Start of Provided records

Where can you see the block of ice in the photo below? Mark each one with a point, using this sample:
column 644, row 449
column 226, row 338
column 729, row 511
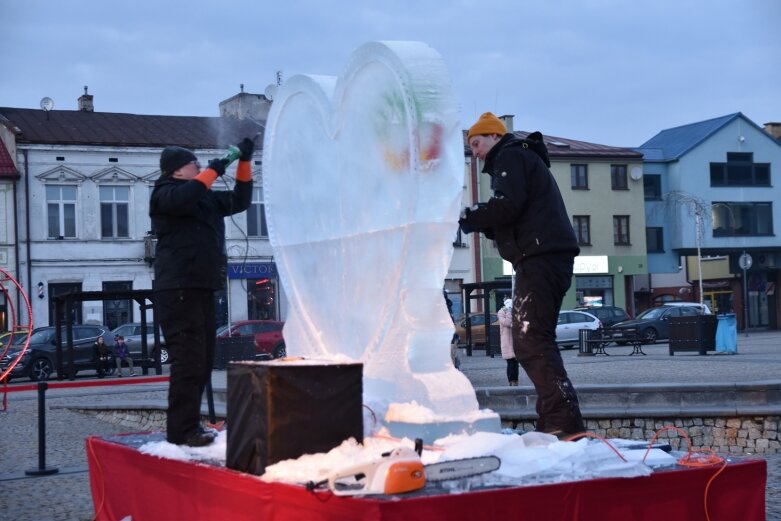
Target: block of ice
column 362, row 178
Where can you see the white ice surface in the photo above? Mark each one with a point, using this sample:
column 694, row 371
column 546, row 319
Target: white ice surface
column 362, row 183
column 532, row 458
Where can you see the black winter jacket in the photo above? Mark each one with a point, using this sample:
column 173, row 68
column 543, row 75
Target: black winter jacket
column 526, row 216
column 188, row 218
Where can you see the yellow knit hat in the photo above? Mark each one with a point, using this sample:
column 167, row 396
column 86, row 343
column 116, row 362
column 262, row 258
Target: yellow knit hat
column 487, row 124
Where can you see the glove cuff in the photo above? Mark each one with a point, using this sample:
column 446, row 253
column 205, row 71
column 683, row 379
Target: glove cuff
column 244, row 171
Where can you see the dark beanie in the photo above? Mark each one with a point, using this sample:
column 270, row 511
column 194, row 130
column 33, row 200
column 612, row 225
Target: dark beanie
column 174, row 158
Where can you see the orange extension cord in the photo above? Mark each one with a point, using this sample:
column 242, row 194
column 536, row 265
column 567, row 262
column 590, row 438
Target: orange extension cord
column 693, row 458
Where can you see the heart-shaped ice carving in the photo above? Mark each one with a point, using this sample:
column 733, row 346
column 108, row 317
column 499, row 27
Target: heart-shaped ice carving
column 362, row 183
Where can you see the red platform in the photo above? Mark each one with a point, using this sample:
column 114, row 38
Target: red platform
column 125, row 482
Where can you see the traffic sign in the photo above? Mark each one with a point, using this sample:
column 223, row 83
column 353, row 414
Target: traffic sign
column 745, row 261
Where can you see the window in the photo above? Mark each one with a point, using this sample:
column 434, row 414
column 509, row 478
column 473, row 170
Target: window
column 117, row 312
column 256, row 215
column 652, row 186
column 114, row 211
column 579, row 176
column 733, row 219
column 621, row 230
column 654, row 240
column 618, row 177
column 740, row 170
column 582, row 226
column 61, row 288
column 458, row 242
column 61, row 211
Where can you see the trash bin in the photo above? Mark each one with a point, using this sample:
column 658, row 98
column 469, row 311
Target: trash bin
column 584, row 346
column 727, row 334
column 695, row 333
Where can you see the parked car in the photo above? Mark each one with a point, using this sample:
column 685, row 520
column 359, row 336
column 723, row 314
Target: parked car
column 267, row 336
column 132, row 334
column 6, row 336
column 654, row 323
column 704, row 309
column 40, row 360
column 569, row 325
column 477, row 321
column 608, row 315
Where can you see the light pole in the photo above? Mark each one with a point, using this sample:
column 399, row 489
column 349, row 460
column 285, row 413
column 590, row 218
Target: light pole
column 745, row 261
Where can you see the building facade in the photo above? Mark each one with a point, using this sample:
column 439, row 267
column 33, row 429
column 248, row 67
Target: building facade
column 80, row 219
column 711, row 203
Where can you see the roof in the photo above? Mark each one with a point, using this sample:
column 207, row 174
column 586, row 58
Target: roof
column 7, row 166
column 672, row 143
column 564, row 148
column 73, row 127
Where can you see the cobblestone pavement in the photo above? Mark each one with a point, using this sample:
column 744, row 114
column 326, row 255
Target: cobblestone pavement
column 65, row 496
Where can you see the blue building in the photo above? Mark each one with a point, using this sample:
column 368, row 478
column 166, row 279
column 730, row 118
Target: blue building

End of Provided records

Action item ::
The lines above from the one with "Where can you see the white" through the one with "column 86, row 343" are to be duplicated exactly, ends included, with nothing added.

Solution below ::
Where can you see the white ice surface in the photo above? Mark each one with a point, using this sample:
column 694, row 371
column 546, row 319
Target: white ice surface
column 362, row 183
column 532, row 458
Where can you see the black winter jacket in the photo above? Mark each one with a point, using this sample:
column 173, row 68
column 543, row 75
Target: black winter jacket
column 526, row 216
column 188, row 218
Where can you see the yellow knit hat in the photo above? Mark each one with a point, using this sample:
column 167, row 396
column 86, row 343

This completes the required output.